▶ [Exercise aim]:
Please print the data again exactly as given.

BEGIN Source data

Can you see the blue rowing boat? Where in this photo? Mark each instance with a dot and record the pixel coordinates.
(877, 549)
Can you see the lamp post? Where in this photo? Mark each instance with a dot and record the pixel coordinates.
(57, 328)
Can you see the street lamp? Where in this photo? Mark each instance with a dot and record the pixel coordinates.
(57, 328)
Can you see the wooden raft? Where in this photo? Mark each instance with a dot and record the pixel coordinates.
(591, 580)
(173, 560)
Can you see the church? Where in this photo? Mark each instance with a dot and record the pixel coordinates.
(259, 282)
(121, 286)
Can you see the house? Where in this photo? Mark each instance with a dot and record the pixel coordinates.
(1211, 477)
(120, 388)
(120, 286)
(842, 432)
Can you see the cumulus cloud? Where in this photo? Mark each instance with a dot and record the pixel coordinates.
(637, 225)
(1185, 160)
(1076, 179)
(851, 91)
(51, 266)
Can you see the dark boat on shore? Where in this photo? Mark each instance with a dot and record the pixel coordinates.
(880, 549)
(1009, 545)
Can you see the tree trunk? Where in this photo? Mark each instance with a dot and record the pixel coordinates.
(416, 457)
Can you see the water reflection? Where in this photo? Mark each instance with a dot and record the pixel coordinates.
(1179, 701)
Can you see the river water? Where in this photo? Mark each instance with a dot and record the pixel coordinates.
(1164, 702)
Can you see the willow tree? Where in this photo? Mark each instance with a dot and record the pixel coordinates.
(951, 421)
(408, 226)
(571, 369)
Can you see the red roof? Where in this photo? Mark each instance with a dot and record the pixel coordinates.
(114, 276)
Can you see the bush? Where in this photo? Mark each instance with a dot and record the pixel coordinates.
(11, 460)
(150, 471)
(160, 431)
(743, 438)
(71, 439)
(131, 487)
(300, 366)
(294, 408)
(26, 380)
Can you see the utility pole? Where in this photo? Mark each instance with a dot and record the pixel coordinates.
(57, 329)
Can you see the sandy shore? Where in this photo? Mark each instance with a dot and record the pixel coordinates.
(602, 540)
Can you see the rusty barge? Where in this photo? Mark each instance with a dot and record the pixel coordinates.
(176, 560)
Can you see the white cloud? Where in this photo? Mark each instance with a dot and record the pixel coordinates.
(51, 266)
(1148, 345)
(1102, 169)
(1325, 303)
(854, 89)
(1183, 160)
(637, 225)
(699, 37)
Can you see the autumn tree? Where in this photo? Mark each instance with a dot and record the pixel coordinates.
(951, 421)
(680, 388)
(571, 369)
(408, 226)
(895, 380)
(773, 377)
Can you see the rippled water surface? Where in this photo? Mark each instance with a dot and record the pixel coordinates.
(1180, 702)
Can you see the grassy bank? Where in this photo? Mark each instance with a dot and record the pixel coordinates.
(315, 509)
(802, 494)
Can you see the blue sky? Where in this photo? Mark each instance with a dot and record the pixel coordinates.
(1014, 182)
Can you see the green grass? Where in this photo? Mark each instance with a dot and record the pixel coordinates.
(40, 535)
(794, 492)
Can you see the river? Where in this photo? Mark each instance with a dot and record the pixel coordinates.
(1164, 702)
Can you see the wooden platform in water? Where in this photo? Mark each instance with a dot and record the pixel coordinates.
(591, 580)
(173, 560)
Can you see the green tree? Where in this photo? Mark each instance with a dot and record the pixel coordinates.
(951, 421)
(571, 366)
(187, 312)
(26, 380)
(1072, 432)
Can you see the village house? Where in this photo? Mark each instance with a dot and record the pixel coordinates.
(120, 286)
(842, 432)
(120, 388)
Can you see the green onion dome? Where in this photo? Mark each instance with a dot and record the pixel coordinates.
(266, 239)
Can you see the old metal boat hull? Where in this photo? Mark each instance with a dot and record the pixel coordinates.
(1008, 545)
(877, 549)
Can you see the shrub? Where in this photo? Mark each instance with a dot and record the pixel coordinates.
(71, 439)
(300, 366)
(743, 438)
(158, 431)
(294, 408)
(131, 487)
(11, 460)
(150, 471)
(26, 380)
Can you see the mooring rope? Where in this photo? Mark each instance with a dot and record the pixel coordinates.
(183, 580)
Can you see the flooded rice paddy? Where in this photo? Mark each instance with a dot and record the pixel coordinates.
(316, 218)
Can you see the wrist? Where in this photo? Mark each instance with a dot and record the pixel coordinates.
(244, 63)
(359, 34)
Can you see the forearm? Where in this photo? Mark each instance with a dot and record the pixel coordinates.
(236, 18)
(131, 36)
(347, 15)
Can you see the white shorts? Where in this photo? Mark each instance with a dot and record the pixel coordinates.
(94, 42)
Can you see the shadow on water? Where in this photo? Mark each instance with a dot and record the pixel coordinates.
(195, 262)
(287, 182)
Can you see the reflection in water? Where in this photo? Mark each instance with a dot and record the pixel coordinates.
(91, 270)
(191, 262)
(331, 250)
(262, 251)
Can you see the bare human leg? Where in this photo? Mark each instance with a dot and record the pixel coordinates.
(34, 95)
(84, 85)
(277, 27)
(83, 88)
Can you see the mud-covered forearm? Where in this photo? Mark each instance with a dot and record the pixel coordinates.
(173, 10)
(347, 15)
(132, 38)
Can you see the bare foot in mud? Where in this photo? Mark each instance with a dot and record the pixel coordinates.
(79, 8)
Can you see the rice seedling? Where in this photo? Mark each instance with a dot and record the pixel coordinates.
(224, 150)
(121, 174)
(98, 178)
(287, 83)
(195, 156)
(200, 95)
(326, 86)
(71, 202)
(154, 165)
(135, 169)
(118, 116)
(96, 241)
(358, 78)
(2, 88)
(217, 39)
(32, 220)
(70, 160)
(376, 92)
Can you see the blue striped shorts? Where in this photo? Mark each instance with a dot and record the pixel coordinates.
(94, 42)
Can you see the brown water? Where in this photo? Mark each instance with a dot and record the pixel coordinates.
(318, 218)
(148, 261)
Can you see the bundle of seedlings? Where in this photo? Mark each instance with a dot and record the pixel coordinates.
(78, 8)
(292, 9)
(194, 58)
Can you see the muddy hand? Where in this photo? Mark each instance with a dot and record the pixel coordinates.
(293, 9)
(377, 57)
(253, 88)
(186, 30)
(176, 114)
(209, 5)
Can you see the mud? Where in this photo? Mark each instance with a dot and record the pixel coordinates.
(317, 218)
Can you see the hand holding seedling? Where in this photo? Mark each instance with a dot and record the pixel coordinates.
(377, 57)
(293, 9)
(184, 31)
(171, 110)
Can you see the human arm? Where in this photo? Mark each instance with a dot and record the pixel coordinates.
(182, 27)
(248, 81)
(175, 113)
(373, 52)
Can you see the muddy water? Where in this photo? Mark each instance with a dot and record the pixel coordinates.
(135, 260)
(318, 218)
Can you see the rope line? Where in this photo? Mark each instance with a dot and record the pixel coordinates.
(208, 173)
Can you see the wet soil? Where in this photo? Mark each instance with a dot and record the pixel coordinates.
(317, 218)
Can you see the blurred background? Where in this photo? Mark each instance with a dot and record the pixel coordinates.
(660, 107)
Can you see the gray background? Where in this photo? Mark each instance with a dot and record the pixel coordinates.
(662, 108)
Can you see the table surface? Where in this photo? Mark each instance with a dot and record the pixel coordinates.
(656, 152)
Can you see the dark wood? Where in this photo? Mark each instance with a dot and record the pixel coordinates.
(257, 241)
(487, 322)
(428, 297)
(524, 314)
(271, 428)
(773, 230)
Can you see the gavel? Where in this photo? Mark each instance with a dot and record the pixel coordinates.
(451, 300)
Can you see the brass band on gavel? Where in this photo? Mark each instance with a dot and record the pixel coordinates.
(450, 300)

END Source data

▶ [Finished exercise]:
Can you see the blue rowing boat? Where in this photo? Mark each instance with a dot and record the pixel coordinates.
(877, 549)
Can you see the lamp post? Where in this photo? Mark each instance with a dot and record the pixel coordinates.
(57, 328)
Can you see the street lamp? Where in this photo? Mark each instance with a dot and record the pixel coordinates.
(57, 328)
Can you see the wooden raft? Where in this photo? Mark each instance with a dot and record the pixel coordinates.
(591, 580)
(173, 560)
Can you see the church? Where in this photo? Mark each instance with a dot and record the pixel coordinates.
(259, 282)
(121, 286)
Can you see the house? Where in this photo? Mark each instance with a dot and record the pixel coordinates.
(1211, 477)
(120, 388)
(120, 286)
(842, 432)
Can you see the cumulus cloud? Where in this photo? Mark each instance with a dot and record the pixel coordinates.
(637, 225)
(1185, 160)
(1076, 179)
(851, 91)
(51, 266)
Can you see the dark boat on shore? Where in this photo? Mark each instance with a dot and record the pixel coordinates.
(880, 549)
(1009, 545)
Can you see the tree trunk? Where in this photo? Mark each instance with a dot and record the pixel coordinates.
(416, 457)
Can you see the water reflection? Where in this photo? Mark each instance with a dot and record the pixel coordinates.
(1179, 701)
Can you see the river water? Where in this photo? Mark each instance with a dot and record the pixel coordinates.
(1164, 702)
Can you see the willow tree? Where in this photo? Mark each instance with a dot and record the pixel coordinates.
(951, 421)
(408, 226)
(571, 369)
Can you see the red roof? Where in this photo? Mark each instance with a dot and record the pixel coordinates.
(114, 276)
Can you see the bush? Where in this photo? Mark each instance with a dot and record the pixel coordinates.
(11, 460)
(150, 471)
(160, 431)
(743, 438)
(71, 439)
(131, 487)
(300, 366)
(294, 408)
(26, 380)
Can you see the utility pole? Where in this photo? Mark each instance with a dot and record the pixel coordinates.
(57, 329)
Can you see the sandy shore? Where in this photo? Mark each instance with a dot and record the pixel coordinates.
(602, 540)
Can you see the rusty barge? Where in this photo? Mark each instance with a dot and record the pixel coordinates.
(176, 560)
Can you see the white cloud? Where in this photo? Mark each instance with a dot and record the pixel coordinates.
(51, 266)
(1148, 345)
(1102, 169)
(1325, 303)
(854, 89)
(1183, 160)
(637, 225)
(699, 37)
Can you see the autumn tree? Where in this photo? Mark each instance with a dot and record the pixel coordinates.
(951, 421)
(680, 388)
(571, 369)
(408, 226)
(895, 380)
(773, 377)
Can you see the rippled water surface? Where in this photo? Mark each instance with a dot and record the pixel coordinates.
(1180, 702)
Can you see the grassy bank? Where in this photo? Mark each instance with a dot and record the pixel coordinates.
(315, 509)
(802, 494)
Can you see the blue sky? Where in this photo? Mark each instance with a dot and record the pixel coordinates.
(1014, 182)
Can you see the green grass? Where in this photo? Mark each instance with a dot and record the pixel coordinates.
(40, 535)
(794, 492)
Can you see the river? Where in this photo? Mark each instance with a dot and record the pixel coordinates.
(1164, 702)
Can you see the wooden platform in water? Where in this photo? Mark each instance with a dot and record the pixel coordinates.
(591, 580)
(173, 560)
Can you see the green tree? Where in this photo? Mark each instance with a dot and record the pixel coordinates.
(951, 421)
(571, 366)
(187, 312)
(26, 380)
(1072, 432)
Can you see the village house? Where in this photo? Mark each instance with a dot and record the pixel coordinates.
(120, 286)
(842, 432)
(120, 388)
Can you see the green onion dome? Where in this photo? Mark each instance with a dot and record the pixel coordinates.
(266, 239)
Can you see the old metal boat hull? Where in this photo? Mark each instance with a dot and record the pixel coordinates.
(1008, 545)
(877, 549)
Can you see the shrub? Where in this photo? Mark each instance with a dot and record the pixel coordinates.
(71, 439)
(300, 366)
(743, 438)
(158, 431)
(294, 408)
(131, 487)
(11, 460)
(150, 471)
(26, 380)
Can you see the mooring rope? Where in this photo? Mark each instance with a dot and record the pixel coordinates.
(183, 580)
Can you see the flooded rice paddy? Where in this photo? Mark each instance with a dot and record the pixel coordinates.
(316, 218)
Can you see the wrist? Where in this photo? Mark each instance with a dot and record the pixel coordinates.
(244, 63)
(359, 34)
Can you see the forearm? Where in this photo? Mark each instance with a dot and record the pixel coordinates.
(236, 18)
(131, 36)
(347, 15)
Can you see the white shorts? Where in this photo? Mark each instance with a dot and record the pixel coordinates.
(94, 42)
Can you see the shadow on water? Where in this photo? Mark each instance with a dot and record the pixel coordinates.
(195, 262)
(287, 182)
Can you see the reflection in water? Where in this photo? Mark each instance with a dot and record the pixel coordinates.
(91, 270)
(191, 262)
(331, 250)
(262, 251)
Can you see the bare human leg? Where in this photo? Mark each instance with a dot and record the pixel coordinates.
(34, 95)
(84, 85)
(277, 27)
(83, 88)
Can you see the mud-covered forearm? Where in this photo? Mark each instance with a dot and record the pixel coordinates.
(173, 10)
(347, 15)
(132, 38)
Can you see the bare foot in mud? Where in this photo? Mark each instance with a dot and record the pixel coordinates.
(79, 8)
Can you see the rice seedling? Where in this photo? Mark each instance with a dot and record the pixel coordinates.
(224, 150)
(121, 174)
(98, 178)
(287, 83)
(195, 156)
(200, 95)
(326, 86)
(71, 202)
(154, 165)
(135, 169)
(118, 116)
(96, 241)
(358, 78)
(2, 88)
(217, 39)
(32, 220)
(70, 160)
(376, 92)
Can you see the blue striped shorts? Where in this photo? Mark each instance with a dot and record the pixel coordinates.
(94, 42)
Can you see the brown water? Where in this photo? Mark each instance with a dot and record the pixel coordinates.
(318, 218)
(148, 261)
Can you see the bundle of seedlings? Where in this photo? Mark each instance with a dot and record the pixel coordinates.
(78, 8)
(292, 9)
(194, 58)
Can you see the muddy hand? Where in this photo? Mark each instance with a dot and record the pixel coordinates.
(293, 9)
(377, 57)
(253, 88)
(186, 30)
(176, 114)
(209, 5)
Can you see the mud? Where in this photo? Mark each instance with a dot and record the pixel coordinates.
(317, 218)
Can you see the hand holding seedling? Where in this photo? Mark each instance with a dot and record the pixel coordinates.
(377, 57)
(293, 9)
(184, 31)
(171, 110)
Can you see the human arm? Where in this photo? Mark each instance with a dot and record the pixel coordinates.
(182, 27)
(248, 81)
(175, 113)
(373, 52)
Can you see the muddy water? Where in this photo? Mark each instance with a dot and record the pixel coordinates.
(135, 260)
(318, 218)
Can you see the rope line? Where in this photo? Mark each instance with a dot and record the pixel coordinates.
(208, 173)
Can you see the wet soil? Where in this photo? Mark each instance with a dot and record the pixel coordinates.
(317, 218)
Can you see the blurred background? Where in this photo? Mark each instance with a dot and record the pixel coordinates.
(660, 107)
Can you see the gray background? Where in this photo? Mark each instance with a dot and record the pixel coordinates.
(662, 108)
Can you see the table surface? Where in this photo? Mark each instance with a dot and record the pixel coordinates.
(656, 152)
Can you see the dark wood? Where in this photo? Mark each instance with a dot and record the pixel coordinates.
(257, 241)
(487, 322)
(428, 297)
(524, 314)
(271, 428)
(773, 230)
Can you see the gavel? Where in this photo? Mark each instance with a dot and record the pixel coordinates.
(451, 300)
Can you see the brass band on gavel? Where in this photo? Mark each instance with a dot and record the pixel coordinates.
(450, 300)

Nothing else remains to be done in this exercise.